-- Data shown follows --

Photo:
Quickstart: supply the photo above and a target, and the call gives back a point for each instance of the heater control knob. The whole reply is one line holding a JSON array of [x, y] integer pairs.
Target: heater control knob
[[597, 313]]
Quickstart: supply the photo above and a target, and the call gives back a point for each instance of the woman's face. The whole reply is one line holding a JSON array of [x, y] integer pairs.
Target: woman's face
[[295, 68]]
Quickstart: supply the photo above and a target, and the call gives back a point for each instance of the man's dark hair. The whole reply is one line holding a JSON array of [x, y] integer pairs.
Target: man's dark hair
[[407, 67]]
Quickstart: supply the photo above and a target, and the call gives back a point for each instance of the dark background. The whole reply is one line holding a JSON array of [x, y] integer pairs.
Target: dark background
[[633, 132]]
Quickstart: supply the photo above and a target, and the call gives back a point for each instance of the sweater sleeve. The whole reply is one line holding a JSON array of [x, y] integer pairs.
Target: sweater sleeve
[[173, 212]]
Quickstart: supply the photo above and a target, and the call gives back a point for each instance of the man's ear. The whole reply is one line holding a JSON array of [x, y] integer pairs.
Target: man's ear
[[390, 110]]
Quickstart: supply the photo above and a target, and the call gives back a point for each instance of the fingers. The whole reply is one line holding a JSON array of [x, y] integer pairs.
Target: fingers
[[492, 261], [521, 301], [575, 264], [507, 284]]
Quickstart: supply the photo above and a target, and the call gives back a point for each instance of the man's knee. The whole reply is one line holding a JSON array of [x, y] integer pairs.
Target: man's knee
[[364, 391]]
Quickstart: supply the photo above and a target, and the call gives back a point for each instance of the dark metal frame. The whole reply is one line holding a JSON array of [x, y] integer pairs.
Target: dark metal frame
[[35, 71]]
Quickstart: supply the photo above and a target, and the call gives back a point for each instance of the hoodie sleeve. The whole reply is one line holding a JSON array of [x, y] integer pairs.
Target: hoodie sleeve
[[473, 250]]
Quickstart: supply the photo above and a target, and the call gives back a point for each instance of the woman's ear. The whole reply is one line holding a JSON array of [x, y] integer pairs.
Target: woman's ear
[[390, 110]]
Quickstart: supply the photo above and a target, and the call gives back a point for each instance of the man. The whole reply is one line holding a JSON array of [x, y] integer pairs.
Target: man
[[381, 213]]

-- Data shown concluded --
-- Data shown follows --

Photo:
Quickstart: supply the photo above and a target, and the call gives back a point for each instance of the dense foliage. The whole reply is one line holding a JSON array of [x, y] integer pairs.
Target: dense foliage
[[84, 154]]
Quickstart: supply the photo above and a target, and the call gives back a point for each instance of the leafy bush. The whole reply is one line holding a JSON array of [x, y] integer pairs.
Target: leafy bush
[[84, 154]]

-- Data shown concluded --

◆ Exercise objective ◆
Above is a listing; print exactly its lines from the one with "Target: woman's face" through the one with "the dark background.", and no other lines.

◆ Result ◆
Target: woman's face
[[295, 68]]
Quickstart: supply the photo above and a target, and the call gives back a point for each instance of the man's dark hair. The whole reply is one line holding a JSON array of [x, y] integer pairs.
Target: man's dark hair
[[407, 67]]
Quickstart: supply the photo above and a target, and the call gives back a point for each instance of the dark background. The whole reply is one line holding a JSON array of [x, y] integer pairs.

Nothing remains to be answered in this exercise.